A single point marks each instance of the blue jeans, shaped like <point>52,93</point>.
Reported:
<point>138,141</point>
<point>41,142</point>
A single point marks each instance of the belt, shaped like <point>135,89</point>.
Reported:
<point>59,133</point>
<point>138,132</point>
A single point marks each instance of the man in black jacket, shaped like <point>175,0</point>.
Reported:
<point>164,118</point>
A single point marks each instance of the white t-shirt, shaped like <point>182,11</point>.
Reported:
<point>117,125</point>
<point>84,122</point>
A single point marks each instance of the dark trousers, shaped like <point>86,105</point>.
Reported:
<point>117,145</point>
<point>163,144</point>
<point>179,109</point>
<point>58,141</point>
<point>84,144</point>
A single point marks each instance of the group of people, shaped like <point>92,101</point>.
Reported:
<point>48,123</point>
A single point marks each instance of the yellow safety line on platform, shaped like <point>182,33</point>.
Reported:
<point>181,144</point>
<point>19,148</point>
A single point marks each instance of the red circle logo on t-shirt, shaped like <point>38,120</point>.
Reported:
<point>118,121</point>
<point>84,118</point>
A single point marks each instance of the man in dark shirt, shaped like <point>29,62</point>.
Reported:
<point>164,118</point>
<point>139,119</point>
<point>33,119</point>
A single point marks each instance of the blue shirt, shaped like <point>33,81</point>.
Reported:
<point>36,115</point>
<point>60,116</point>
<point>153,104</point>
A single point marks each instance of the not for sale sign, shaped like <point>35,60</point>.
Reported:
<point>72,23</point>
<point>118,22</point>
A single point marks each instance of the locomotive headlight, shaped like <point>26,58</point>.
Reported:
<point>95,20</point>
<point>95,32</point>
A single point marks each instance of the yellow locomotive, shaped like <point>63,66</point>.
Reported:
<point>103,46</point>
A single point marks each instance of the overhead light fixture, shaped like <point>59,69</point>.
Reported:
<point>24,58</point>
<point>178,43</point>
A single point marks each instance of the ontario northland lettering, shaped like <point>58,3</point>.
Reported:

-.-.-

** Set exercise **
Rewrite all the rows above, putting "for example at" in place of "shaped like" wherever it occurs and leaving everything else unchanged.

** The response **
A single point marks each instance of the blue jeans, for example at <point>52,93</point>.
Reported:
<point>138,141</point>
<point>41,142</point>
A single point marks each instance of the belt, for example at <point>135,89</point>.
Reported:
<point>59,133</point>
<point>138,132</point>
A single point marks each instance of the man in black jacket, for example at <point>175,0</point>.
Reported:
<point>164,118</point>
A single point marks each instance of the white t-shirt, for example at <point>182,11</point>.
Reported:
<point>117,125</point>
<point>84,122</point>
A single point marks each instance of the dark trousers, for example at <point>86,105</point>.
Reported:
<point>117,145</point>
<point>163,144</point>
<point>179,109</point>
<point>58,141</point>
<point>84,144</point>
A single point marks each instance of the group of people, for example at <point>92,101</point>.
Reported:
<point>48,123</point>
A single point marks each instance of the yellow safety line on platform, for example at <point>182,33</point>.
Reported:
<point>181,144</point>
<point>19,148</point>
A single point marks each instance of the red circle logo on t-shirt, for example at <point>38,120</point>.
Reported:
<point>118,121</point>
<point>84,118</point>
A single point marks each instance of the man in dark shirt, for example at <point>29,62</point>.
Reported:
<point>164,118</point>
<point>139,119</point>
<point>33,119</point>
A single point marks each instance of the blue shirt, for example at <point>33,81</point>.
Reported:
<point>36,115</point>
<point>60,116</point>
<point>153,104</point>
A single point marks each instance of the not for sale sign, for example at <point>35,60</point>.
Reported:
<point>72,23</point>
<point>118,22</point>
A single point marks each instance of the locomotive headlight, for example at <point>26,58</point>.
Reported:
<point>95,20</point>
<point>95,32</point>
A single point marks each instance of the yellow locomotive, for example at <point>63,66</point>.
Reported:
<point>103,46</point>
A single point marks each instance of the overhead light fixture, for example at <point>59,69</point>.
Reported:
<point>24,58</point>
<point>178,43</point>
A single point marks each instance of the ontario northland lettering, for example at <point>58,3</point>.
Reported:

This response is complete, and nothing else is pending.